***** Input for this task *****
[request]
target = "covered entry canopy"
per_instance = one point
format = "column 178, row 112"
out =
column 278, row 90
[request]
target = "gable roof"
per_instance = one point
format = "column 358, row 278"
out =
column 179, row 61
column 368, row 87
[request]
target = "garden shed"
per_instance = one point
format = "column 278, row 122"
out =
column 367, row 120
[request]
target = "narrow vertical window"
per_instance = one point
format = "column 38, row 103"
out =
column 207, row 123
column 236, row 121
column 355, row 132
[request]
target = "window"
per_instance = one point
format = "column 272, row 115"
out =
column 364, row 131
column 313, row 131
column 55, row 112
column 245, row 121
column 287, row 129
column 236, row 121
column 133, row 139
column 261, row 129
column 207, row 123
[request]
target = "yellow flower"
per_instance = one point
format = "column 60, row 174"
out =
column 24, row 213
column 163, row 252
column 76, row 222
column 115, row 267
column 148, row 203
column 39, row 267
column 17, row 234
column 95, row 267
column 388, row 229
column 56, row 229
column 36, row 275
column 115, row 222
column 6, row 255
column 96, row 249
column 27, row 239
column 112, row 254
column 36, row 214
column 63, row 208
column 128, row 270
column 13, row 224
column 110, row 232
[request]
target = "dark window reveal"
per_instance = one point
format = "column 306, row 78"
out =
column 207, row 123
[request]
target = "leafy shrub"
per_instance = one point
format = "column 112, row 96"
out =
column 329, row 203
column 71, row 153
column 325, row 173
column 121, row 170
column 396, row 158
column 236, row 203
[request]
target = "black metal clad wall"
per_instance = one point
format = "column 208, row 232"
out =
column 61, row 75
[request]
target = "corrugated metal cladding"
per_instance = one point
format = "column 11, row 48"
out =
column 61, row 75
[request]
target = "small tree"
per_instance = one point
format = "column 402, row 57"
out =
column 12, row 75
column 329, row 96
*****
▶ _Problem requirements_
Extract every line above and copy each one exactly as it appears.

▶ _Right answer_
[request]
target = "covered entry canopy"
per_instance = one point
format = "column 178, row 112"
out =
column 278, row 90
[request]
target = "gable roof"
per_instance = one point
format = "column 358, row 278"
out =
column 179, row 61
column 368, row 87
[request]
target = "garden shed"
per_instance = one point
format = "column 278, row 122"
out =
column 367, row 120
[request]
target = "narrow vertical window"
per_instance = one point
format = "column 38, row 103"
out =
column 207, row 123
column 236, row 121
column 355, row 132
[request]
target = "window"
per_instance = one point
format = "column 272, row 115"
out =
column 364, row 131
column 313, row 131
column 55, row 112
column 245, row 121
column 287, row 129
column 236, row 121
column 133, row 139
column 261, row 129
column 207, row 123
[request]
target = "yellow flower"
per_instance = one point
format = "column 60, row 174"
out =
column 24, row 213
column 163, row 252
column 76, row 222
column 115, row 267
column 148, row 203
column 39, row 267
column 17, row 234
column 95, row 267
column 388, row 229
column 56, row 229
column 36, row 275
column 115, row 222
column 6, row 255
column 96, row 249
column 27, row 239
column 112, row 254
column 36, row 214
column 63, row 208
column 128, row 270
column 13, row 224
column 110, row 232
[request]
target = "dark window reveal"
per_instance = one point
format = "column 306, row 78"
out =
column 207, row 123
[request]
target = "leafy shrub"
per_instance = one point
format = "column 112, row 96"
out =
column 329, row 203
column 71, row 153
column 325, row 173
column 121, row 170
column 396, row 158
column 236, row 203
[request]
target = "black metal clad wall"
per_instance = one point
format = "column 208, row 232"
out =
column 61, row 75
[request]
target = "corrugated metal cladding"
per_instance = one point
format = "column 11, row 48"
out =
column 61, row 75
[request]
target = "small tree"
per_instance = one point
format = "column 402, row 57"
out =
column 12, row 75
column 329, row 96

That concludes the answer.